┌─ INFORMATION SHOWN

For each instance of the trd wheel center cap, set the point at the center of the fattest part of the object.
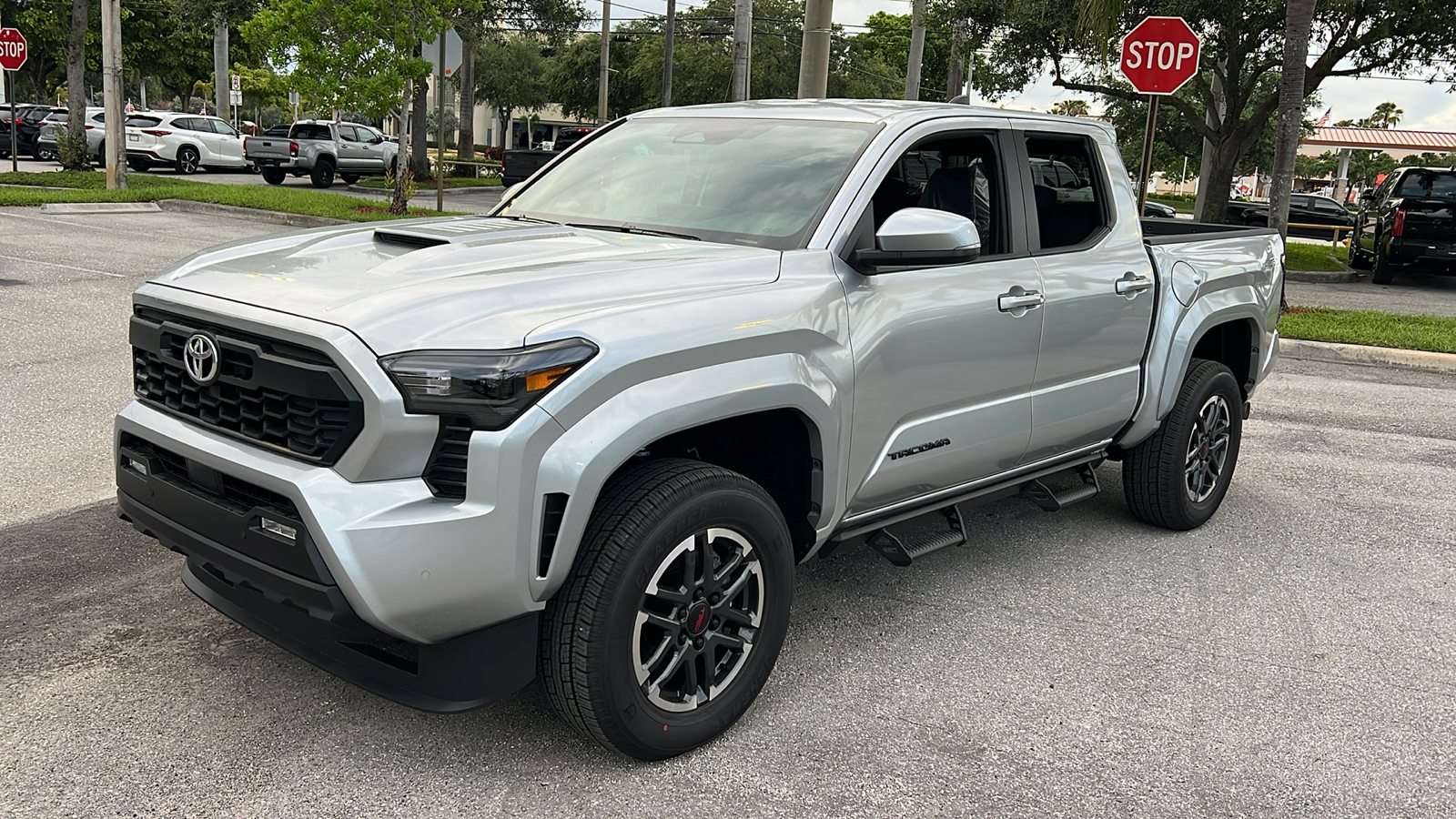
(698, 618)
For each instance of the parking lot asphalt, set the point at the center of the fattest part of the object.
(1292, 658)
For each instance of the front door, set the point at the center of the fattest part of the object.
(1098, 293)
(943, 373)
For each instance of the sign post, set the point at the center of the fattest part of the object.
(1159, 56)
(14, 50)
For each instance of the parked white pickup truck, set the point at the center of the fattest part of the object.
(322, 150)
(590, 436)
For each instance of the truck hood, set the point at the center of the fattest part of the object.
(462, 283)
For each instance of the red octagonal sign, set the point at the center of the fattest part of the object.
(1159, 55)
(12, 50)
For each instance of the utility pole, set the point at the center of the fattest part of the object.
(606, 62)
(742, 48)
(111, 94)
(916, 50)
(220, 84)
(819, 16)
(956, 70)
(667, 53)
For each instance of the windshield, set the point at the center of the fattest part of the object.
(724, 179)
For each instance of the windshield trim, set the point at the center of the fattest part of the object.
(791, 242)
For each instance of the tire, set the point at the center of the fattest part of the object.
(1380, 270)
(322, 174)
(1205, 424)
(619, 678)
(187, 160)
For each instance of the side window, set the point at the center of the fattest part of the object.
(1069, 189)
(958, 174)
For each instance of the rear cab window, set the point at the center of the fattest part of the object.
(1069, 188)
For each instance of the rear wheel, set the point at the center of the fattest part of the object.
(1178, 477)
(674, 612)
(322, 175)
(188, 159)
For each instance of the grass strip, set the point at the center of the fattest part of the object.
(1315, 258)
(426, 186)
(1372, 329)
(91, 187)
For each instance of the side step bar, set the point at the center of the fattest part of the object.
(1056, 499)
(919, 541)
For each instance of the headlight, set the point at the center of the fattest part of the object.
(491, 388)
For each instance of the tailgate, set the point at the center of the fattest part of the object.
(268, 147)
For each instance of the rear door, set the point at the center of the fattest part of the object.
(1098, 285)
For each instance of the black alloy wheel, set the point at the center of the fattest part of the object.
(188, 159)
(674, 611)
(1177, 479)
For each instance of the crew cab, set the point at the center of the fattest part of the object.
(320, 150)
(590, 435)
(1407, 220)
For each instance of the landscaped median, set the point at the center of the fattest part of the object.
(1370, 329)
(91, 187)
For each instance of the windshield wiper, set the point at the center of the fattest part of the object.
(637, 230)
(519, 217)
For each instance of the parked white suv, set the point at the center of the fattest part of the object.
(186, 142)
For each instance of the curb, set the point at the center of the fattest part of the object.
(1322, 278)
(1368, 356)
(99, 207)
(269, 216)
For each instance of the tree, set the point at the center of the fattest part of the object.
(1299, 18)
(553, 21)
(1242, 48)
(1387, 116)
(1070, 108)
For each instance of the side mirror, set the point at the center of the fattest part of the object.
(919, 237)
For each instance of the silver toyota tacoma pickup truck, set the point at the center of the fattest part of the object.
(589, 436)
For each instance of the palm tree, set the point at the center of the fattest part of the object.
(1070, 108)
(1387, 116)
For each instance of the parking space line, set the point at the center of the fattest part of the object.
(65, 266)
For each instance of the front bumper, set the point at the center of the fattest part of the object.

└─

WRITTEN EXERCISE: Edit all the items by changing "fattest part" to "widest part" wherever it occurs, keeping everything else the same. Leave the pictures out of your answer.

TASK ANSWER:
For each instance of the trd wheel center cap, set the point at the center of the widest part of the object.
(698, 618)
For each instance of the parking lot asphalt, set the point at the center of the widest part of the object.
(1292, 658)
For each instance of the front door, set the point at the center of the widest part of the object.
(1098, 293)
(943, 373)
For each instance of the sign post, set the point at the center of the widest part of the object.
(1159, 56)
(14, 50)
For each instance of the parked white pickup truck, set the point at the center of the widest part of the object.
(322, 150)
(590, 436)
For each instance of the truck hood, set the point at the center of the widest part of the object.
(462, 283)
For each instance of the red octagonal sign, set the point at the center of the widest part of the object.
(1159, 55)
(12, 50)
For each instance of the utility pole, set the point at the center of the widest part of the object.
(606, 62)
(742, 48)
(111, 94)
(916, 50)
(220, 84)
(819, 16)
(956, 70)
(667, 53)
For each instance of the windshield, set the point at the center of the widest part of the object.
(724, 179)
For each instance of the windshield trim, set the point at the center of the widest part of the object.
(791, 242)
For each instance of the tire, set the point at the center of the widest part of the object.
(1380, 270)
(322, 174)
(1205, 424)
(619, 678)
(187, 160)
For each instance of the side window, set the point at the center of the widest part of the object.
(1069, 189)
(958, 174)
For each instance of the rear cab window, set the point at the center of the widest part of the object.
(1069, 188)
For each instance of the rear wheel, set the point at the center of the widest part of the object.
(1178, 477)
(674, 612)
(322, 175)
(188, 159)
For each instance of the grass strip, set the point at the center of the widest part of the object.
(1315, 258)
(426, 186)
(1372, 329)
(91, 187)
For each instance of the side step bar, set the point at the center of the widest part of the object.
(1056, 499)
(919, 541)
For each instance of the headlight, set the point at the center of the widest part of the object.
(491, 388)
For each instance of the tailgate, set the point at the center of the widest part of the object.
(268, 147)
For each instance of the rear door, set the point at the center of the widest part of the object.
(1098, 285)
For each instance of the black alloy wheel, set the point at the center of the widest part of the object.
(188, 159)
(674, 611)
(1177, 479)
For each instance of the crew cab, set the point at the center of the widest part of the object.
(320, 150)
(590, 435)
(1407, 220)
For each instance of the landscaped median, set the point at the center of the widest part of the object.
(1370, 329)
(91, 187)
For each instance of the windshield wiper, set the point at the center of the widest part of the object.
(637, 230)
(519, 217)
For each instance of the parked white suv, set the point at the center of the widest part of the object.
(186, 142)
For each instance of the curb, set the point at the center of the widest part of the object.
(1322, 278)
(1368, 356)
(99, 207)
(269, 216)
For each instance of the tree, set the point at the center of the widest part of the object.
(1299, 18)
(553, 21)
(1242, 48)
(1387, 116)
(1070, 108)
For each instance of the side mirror, set the point at the center of the widest part of the object.
(919, 237)
For each instance of the silver toyota tacoma pickup truck, set the point at the center of the widest part of the object.
(589, 436)
For each instance of the palm tree, set the point at the center of the widest part of the object.
(1070, 108)
(1387, 116)
For each instance of the parking space line, set the point at the center of the widest part of the object.
(65, 266)
For each instance of the front bumper, set the point at the center of the widest part of the object.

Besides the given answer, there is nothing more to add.